Helping people by providing medical care ought to be a no-brainer. But after dealing with patients who are demanding when not really sick, patients who come to the doctor to feed addictions, insurance companies who stop real health care delivery, it is easy to see how the nurses and doctors in my orbit all over the country could develop a cynicism about the careers they chose in order to heal. Some of the stories I hear from friends who do home health care just rip at my gut. Some of the behavior of families I've seen who have very sick, disabled family members, does the same thing. I wonder sometimes when we stopped caring about our fellow man, and even more about our families.

In a previous blog I talked about how important a free press was to the learned gentlemen who wrote our constitution. But now the journalists are celebrities themselves,  and they party with the very government whose overreach the framers wanted them to protect us from. This is not true in every case-I have some journalistic heroes who put their lives in great danger to expose corruption at every level. But more and more, the people who report on the legislative class go to the same parties, travel in the same circles, and water down their stories and soft-ball questions to these people because they are 'buddies.' This makes idealism even harder because it diminishes the trust the people have in what they are hearing from the press. It also makes people who have, or might have, become journalists in order to expose corruption in our government, question that decision. I was in journalism school for a time, and when I saw the attitudes of some of the old-school newspaper men, I was disgusted. Even the word disgusted seems inadequate since one of those old newspapermen who had won a Pulitzer Prize for a series he wrote in the Washington Post, looked me in the eye and claimed that the fact that Sally Quinn and her husband, Ben Bradlee, the editor of the Washington Post, hosted some of the most famous parties in Washington, meant nothing when it came to reporting on these people. Really? Where were they before we invaded Iraq in 2003? Why did they wait nearly six years to expose the outing of Valerie Plame in retaliation for her husband opposing the invasion? The New York Times complicity with the invasion of Iraq is well known, but other papers, if they were following the ideals that framed the beginnings of the American free press were being followed.

*ABOUT THIS EXERCISE*.
Answer these questions about the blog excerpt, one answer per line:
(a) What three sources of frustration for medical workers does the writer list before mentioning cynicism?
(b) What prize had the old newspaperman won, and for what work?
(c) Who does the writer name as the editor of the Washington Post?
You will not need the rows to complete this.

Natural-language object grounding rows
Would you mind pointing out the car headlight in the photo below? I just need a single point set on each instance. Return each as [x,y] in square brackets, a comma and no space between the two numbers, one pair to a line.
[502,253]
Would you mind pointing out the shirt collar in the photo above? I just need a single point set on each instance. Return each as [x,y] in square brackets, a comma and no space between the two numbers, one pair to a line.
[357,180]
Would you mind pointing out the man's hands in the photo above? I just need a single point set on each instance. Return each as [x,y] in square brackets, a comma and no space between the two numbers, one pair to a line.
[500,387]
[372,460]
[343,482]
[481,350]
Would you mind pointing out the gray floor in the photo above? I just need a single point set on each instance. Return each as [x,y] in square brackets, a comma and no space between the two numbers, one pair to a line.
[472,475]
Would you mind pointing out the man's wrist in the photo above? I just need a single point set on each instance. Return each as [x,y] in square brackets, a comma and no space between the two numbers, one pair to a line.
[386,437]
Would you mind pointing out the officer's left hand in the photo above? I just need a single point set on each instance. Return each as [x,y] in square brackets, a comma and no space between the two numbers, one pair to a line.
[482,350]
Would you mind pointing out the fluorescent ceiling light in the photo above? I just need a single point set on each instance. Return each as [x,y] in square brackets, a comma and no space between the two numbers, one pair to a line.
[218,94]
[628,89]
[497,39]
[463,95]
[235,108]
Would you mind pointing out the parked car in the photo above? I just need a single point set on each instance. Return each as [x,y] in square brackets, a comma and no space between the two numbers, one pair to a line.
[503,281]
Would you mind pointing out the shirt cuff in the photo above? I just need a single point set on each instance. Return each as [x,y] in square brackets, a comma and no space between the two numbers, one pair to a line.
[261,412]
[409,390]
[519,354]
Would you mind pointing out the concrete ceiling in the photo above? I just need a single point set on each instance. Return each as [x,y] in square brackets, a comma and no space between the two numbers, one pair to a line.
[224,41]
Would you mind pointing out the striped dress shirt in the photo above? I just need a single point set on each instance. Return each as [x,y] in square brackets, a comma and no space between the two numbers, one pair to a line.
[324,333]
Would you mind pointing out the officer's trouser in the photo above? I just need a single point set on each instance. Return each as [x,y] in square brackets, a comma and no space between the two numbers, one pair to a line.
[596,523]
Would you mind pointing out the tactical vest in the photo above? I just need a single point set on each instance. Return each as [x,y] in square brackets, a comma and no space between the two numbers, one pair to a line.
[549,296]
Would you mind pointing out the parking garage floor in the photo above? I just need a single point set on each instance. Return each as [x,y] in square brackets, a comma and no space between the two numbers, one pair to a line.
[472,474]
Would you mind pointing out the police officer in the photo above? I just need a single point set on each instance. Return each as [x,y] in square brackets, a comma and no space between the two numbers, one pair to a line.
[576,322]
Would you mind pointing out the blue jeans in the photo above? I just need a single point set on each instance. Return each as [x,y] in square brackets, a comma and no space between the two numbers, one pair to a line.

*RESULT OF THE TASK*.
(a) Patients who are demanding when not really sick, patients who come to the doctor to feed addictions, and insurance companies who stop real health care delivery.
(b) A Pulitzer Prize, for a series he wrote in the Washington Post.
(c) Ben Bradlee.